**Stated task:** Copy out every line of the material below, word for word and in the same order.

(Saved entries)
----
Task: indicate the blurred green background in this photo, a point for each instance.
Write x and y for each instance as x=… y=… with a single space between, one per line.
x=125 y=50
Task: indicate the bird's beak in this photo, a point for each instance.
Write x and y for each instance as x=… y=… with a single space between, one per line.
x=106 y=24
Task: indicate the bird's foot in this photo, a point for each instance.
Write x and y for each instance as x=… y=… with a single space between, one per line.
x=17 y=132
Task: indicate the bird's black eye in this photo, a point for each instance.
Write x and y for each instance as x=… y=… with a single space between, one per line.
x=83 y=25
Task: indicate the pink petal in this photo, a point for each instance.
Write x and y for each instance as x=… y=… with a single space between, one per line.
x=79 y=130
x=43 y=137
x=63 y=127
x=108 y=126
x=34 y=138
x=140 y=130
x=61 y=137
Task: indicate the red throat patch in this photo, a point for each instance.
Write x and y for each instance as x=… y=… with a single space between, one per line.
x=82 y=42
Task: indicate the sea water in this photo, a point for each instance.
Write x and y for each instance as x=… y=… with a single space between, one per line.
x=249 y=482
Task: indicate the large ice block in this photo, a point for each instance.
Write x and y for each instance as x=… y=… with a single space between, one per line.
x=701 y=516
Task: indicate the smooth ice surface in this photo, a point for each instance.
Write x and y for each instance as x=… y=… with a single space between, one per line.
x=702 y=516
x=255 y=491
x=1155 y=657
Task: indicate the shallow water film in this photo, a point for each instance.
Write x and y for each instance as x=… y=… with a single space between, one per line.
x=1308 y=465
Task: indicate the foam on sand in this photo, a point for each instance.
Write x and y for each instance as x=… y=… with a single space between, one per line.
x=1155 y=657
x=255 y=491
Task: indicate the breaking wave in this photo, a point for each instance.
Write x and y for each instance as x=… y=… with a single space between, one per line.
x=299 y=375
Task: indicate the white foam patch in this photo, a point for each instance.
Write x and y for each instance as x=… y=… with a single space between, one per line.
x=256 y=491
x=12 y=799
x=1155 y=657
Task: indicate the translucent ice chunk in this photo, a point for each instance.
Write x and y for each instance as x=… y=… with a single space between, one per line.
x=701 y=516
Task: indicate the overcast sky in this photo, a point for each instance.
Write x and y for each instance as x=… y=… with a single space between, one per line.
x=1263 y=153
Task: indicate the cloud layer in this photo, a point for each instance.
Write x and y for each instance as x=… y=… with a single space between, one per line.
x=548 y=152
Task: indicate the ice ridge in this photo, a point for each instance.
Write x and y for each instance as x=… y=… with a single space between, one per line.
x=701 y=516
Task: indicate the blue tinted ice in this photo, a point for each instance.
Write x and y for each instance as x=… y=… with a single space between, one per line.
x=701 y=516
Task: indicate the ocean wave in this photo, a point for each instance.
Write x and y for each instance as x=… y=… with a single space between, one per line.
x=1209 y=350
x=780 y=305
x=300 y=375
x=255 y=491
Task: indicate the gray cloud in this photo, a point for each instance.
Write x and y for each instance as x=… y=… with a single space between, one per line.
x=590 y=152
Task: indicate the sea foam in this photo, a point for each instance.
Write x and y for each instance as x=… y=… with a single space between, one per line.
----
**Full answer:**
Task: indicate the blurred green background in this photo, a point for each instance.
Write x and y for each instance as x=… y=… with a single space between, one per line.
x=125 y=50
Task: indicate the bird's beak in this photo, a point for each instance.
Write x and y for each instance as x=… y=… with a single space between, one per line.
x=106 y=24
Task: indicate the bird's foot in this photo, a point for each instance.
Write x and y for each instance as x=… y=… with a single space between, one per line.
x=17 y=132
Task: indicate the bird's black eye in this photo, a point for each instance.
Write x and y for each instance as x=… y=… with a single space between, one per line.
x=83 y=25
Task: indicate the pink petal in this photo, a point for each instance.
Write x and y for each instance as x=… y=… with a single space between, one per line.
x=79 y=130
x=43 y=137
x=63 y=127
x=108 y=126
x=34 y=138
x=140 y=130
x=61 y=137
Task: indicate the red throat patch in this photo, a point for each instance.
Write x and y for each instance as x=… y=… with a single space between, one per line.
x=82 y=42
Task: indicate the sea water in this photo, a point for each instance.
Write x and y for each instance as x=… y=… with a single space between, one per line.
x=249 y=482
Task: indicate the large ice block in this photo, a point for each instance.
Write x and y for each instance as x=… y=… with a single space between, one per line.
x=701 y=516
Task: indicate the smooth ice surface in this photo, a point for each instance.
Write x and y for each instance as x=… y=… with a single space between, one per line.
x=702 y=516
x=255 y=491
x=1155 y=657
Task: indicate the shallow water film in this photo, a point for each instance.
Write x and y for each instance as x=… y=… with a single space between, one per line.
x=1308 y=465
Task: indicate the foam on sand in this photo, a point for each instance.
Write x and y for each instance as x=… y=… with a single space between, one per line.
x=1155 y=657
x=255 y=491
Task: indicate the breaking wave in this photo, a point for each instance.
Write x and y for each instance as x=… y=… with a single space between, one per line.
x=299 y=375
Task: indicate the white foam patch in this photo, a point for each instance.
Write x and y for each instance as x=… y=… with a single space between, one per line.
x=256 y=491
x=12 y=799
x=1155 y=657
Task: indicate the translucent ice chunk in this photo, a point for each instance.
Write x and y for each instance as x=… y=… with a single space between, one per line.
x=701 y=516
Task: indicate the overcast sky in this photo, a point for each instance.
Write x and y for each instance as x=… y=… with a single space between, one per line.
x=1263 y=153
Task: indicate the cloud layer in this photo, a point for each instance.
Write x and y for each instance as x=… y=… with a single space between, one per line.
x=548 y=152
Task: indicate the ice ridge in this photo, a point for each instance.
Write x and y for each instance as x=… y=… with a single space between, one per line.
x=701 y=516
Task: indicate the blue tinted ice in this photo, a point for each instance.
Write x and y for each instance as x=… y=… with a single space between, one per line.
x=701 y=516
Task: indicate the ocean wave in this photo, a point for each instance.
Write x and y for each instance as x=… y=… with a single space between, one per line.
x=1209 y=350
x=780 y=305
x=300 y=375
x=255 y=491
Task: indicate the gray cloud in this photo, a point for each instance.
Write x and y for each instance as x=… y=… with a single space between, one per line.
x=590 y=152
Task: indicate the sea foam in this photo, a point for each instance.
Write x and y for each instance as x=… y=… with a single space between, one per line.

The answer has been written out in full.